■ REQUIRED WORK ■
If you see a picture in the data below, omit it and copy the rest exactly.

■ GIVEN INFORMATION ■

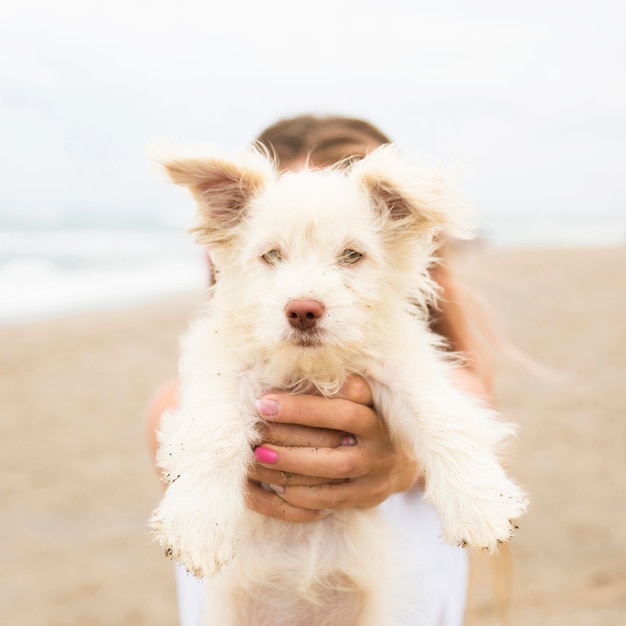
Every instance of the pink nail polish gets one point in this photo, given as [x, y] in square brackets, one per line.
[265, 455]
[267, 407]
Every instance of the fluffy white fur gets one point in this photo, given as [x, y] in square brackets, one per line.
[332, 572]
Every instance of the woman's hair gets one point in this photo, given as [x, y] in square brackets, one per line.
[323, 141]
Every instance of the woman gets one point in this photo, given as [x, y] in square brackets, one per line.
[322, 454]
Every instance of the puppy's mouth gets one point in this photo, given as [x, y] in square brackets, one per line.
[310, 338]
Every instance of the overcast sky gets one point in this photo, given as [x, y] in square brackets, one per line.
[526, 100]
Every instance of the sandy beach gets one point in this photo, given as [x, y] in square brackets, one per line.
[77, 484]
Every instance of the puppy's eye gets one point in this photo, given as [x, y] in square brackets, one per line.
[350, 256]
[272, 257]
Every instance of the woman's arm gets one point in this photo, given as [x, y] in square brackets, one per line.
[319, 453]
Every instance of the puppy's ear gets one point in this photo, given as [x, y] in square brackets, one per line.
[412, 201]
[222, 185]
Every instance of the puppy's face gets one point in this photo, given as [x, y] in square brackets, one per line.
[311, 261]
[315, 259]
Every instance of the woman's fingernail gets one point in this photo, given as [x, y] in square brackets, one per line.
[265, 455]
[267, 407]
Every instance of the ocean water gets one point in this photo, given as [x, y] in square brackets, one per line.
[57, 271]
[47, 273]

■ SOLUTION BELOW ■
Every instance of the pink nail polish gets one point in this photo, given as [x, y] in square brackets, one per line.
[265, 455]
[267, 407]
Every instance of the fluffy white fur gets one point in this photo, given as [x, y] in square brackets, one per line.
[332, 572]
Every instance of the woman's hair gets one point in this photo, given as [x, y] in square brackets, one per line.
[323, 141]
Every instance of the woman gets one point in this photo, given as [x, y] in square brackets, one per line.
[322, 454]
Every instance of the puppy's mouth gets one point in this photo, given as [x, y] in square brackets, one per line.
[310, 338]
Every instance of the overcast sky gets one point in this photo, given as [x, y] in square brackets, one per line.
[526, 100]
Every instance of the sandy beach gets one point in this photo, given as [x, y] in square brackets, one per line.
[77, 484]
Every instance of the puppy's eye gets one point in this photo, given as [x, y] in square brackets, one per line.
[350, 256]
[272, 257]
Every instance of the woman's arm gets one point in this photo, given as [x, y] in square brackets, one per line.
[319, 453]
Every instance of the puppy's ear gets one point in this photo, given as [x, y] in square brackets, one per line.
[412, 201]
[222, 185]
Every instance of the puppy's face gets one point in this photo, given as [x, y] in square brackets, one per line.
[311, 261]
[315, 259]
Every instance of the woman's fingernail gets one point in this photo, given as [x, y] in square brackets, one per line.
[265, 455]
[267, 407]
Every instance of the ocean water gets one point in this photo, given as [x, y] in square brackets, one per line.
[57, 271]
[47, 273]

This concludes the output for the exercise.